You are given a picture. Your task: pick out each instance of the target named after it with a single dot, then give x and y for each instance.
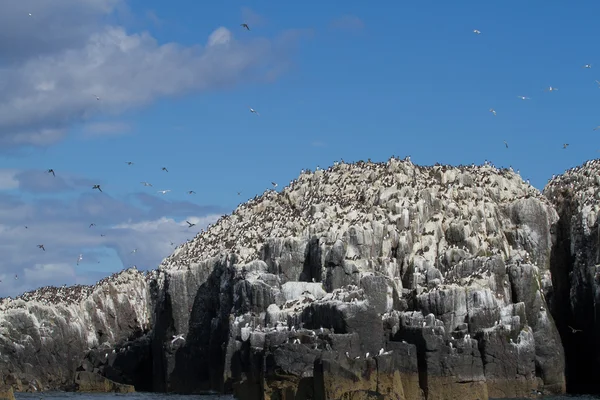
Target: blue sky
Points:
(331, 80)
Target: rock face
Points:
(576, 272)
(43, 334)
(363, 281)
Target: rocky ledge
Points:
(366, 280)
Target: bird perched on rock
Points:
(573, 330)
(176, 338)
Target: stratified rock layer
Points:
(576, 272)
(362, 281)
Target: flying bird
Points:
(176, 338)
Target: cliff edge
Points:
(369, 279)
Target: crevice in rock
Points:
(572, 307)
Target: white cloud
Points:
(97, 129)
(63, 56)
(63, 227)
(347, 22)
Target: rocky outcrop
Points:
(362, 281)
(45, 333)
(575, 300)
(90, 382)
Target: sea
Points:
(150, 396)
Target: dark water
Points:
(106, 396)
(150, 396)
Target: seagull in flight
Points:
(176, 338)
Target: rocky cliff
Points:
(365, 280)
(576, 272)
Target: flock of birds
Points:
(98, 187)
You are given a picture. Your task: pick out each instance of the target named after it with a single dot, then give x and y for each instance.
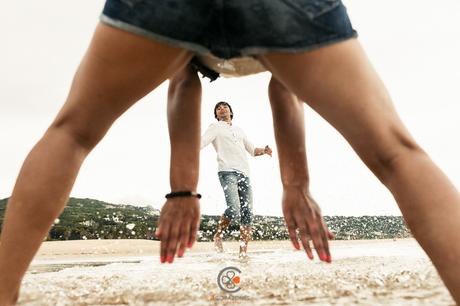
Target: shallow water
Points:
(364, 273)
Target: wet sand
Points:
(128, 272)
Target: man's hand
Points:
(302, 213)
(179, 222)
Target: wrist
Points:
(183, 194)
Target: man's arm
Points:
(261, 151)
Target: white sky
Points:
(414, 45)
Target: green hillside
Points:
(93, 219)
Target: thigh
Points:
(118, 69)
(340, 84)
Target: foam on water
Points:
(369, 274)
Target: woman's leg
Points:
(341, 85)
(118, 69)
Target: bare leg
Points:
(180, 216)
(221, 227)
(341, 85)
(118, 69)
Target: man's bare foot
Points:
(10, 300)
(218, 243)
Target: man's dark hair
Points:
(222, 103)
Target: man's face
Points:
(223, 112)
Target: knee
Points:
(276, 89)
(85, 135)
(186, 77)
(386, 160)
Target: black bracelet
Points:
(176, 194)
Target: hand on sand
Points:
(179, 222)
(302, 213)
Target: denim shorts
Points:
(233, 28)
(238, 195)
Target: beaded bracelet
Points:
(176, 194)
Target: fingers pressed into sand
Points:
(291, 227)
(184, 237)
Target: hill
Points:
(93, 219)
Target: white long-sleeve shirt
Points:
(231, 144)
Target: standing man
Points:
(230, 143)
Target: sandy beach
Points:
(128, 272)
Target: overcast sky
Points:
(414, 45)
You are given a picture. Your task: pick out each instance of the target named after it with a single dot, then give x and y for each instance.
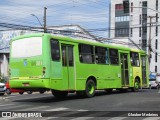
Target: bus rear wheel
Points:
(136, 86)
(59, 94)
(90, 88)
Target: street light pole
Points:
(45, 30)
(149, 40)
(44, 25)
(37, 19)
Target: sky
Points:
(89, 14)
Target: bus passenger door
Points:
(143, 66)
(68, 66)
(124, 69)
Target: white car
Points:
(2, 88)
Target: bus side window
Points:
(134, 59)
(55, 51)
(113, 56)
(86, 53)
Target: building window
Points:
(144, 30)
(144, 3)
(121, 32)
(155, 68)
(122, 19)
(156, 57)
(156, 45)
(119, 6)
(140, 32)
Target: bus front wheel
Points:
(90, 88)
(59, 94)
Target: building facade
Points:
(140, 23)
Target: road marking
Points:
(118, 118)
(6, 104)
(82, 118)
(152, 118)
(57, 109)
(82, 110)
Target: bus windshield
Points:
(26, 47)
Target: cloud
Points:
(87, 13)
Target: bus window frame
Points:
(90, 54)
(132, 58)
(117, 56)
(58, 52)
(98, 56)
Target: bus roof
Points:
(83, 41)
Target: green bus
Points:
(42, 61)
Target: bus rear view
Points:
(27, 70)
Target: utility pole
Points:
(45, 30)
(149, 39)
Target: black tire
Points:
(21, 93)
(136, 86)
(108, 90)
(80, 93)
(8, 91)
(90, 89)
(29, 92)
(59, 94)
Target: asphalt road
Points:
(144, 104)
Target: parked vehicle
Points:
(2, 88)
(11, 90)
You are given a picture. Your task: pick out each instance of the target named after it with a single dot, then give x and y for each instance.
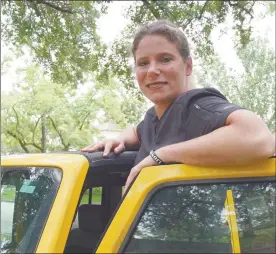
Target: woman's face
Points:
(160, 70)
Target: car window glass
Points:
(27, 194)
(213, 218)
(7, 209)
(96, 197)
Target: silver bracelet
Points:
(156, 158)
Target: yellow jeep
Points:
(73, 203)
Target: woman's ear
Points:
(189, 66)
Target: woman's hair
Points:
(164, 28)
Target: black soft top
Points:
(110, 164)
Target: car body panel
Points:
(74, 169)
(152, 177)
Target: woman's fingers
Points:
(120, 148)
(93, 148)
(107, 148)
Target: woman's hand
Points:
(118, 146)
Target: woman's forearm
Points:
(232, 144)
(130, 138)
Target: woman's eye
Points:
(166, 59)
(142, 63)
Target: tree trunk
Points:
(43, 134)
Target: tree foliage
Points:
(253, 87)
(39, 115)
(197, 18)
(61, 34)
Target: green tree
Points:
(61, 34)
(197, 18)
(252, 88)
(39, 115)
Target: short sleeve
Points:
(139, 130)
(215, 110)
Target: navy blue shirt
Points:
(193, 114)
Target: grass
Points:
(8, 194)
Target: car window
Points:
(27, 194)
(92, 196)
(209, 218)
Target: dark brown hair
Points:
(164, 28)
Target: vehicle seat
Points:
(85, 238)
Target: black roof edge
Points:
(111, 163)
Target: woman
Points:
(197, 127)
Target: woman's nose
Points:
(153, 69)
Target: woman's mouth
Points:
(156, 85)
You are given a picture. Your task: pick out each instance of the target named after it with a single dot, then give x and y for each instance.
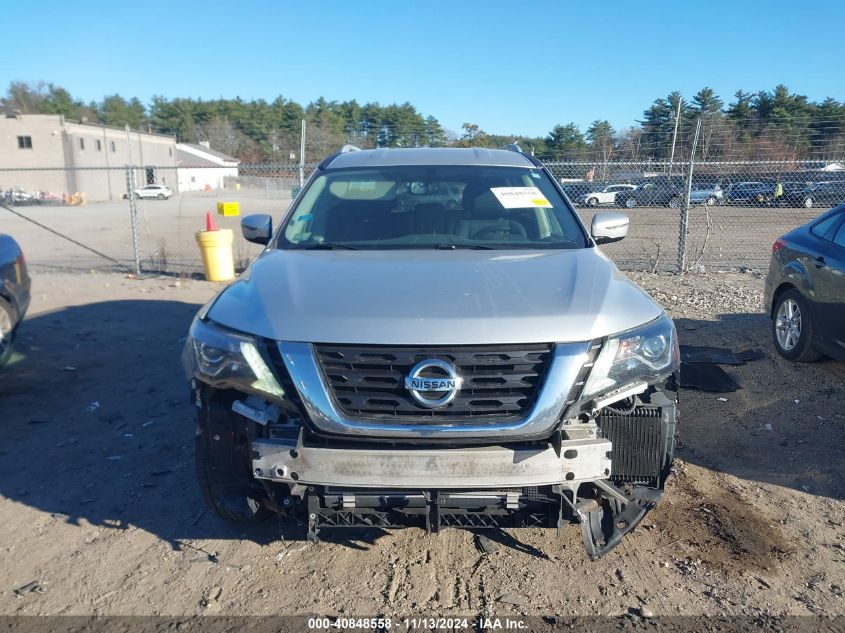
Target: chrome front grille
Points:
(500, 382)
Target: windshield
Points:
(432, 207)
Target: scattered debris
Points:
(30, 587)
(699, 368)
(512, 598)
(485, 544)
(706, 377)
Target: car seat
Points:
(484, 216)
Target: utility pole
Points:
(133, 208)
(302, 155)
(682, 231)
(675, 136)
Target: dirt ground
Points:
(101, 512)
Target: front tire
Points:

[Action item]
Using the records above, copy all lines that include the word "black".

[Response box]
Target: black bracelet
Target: black tire
Target: black soft top
Target: black roof edge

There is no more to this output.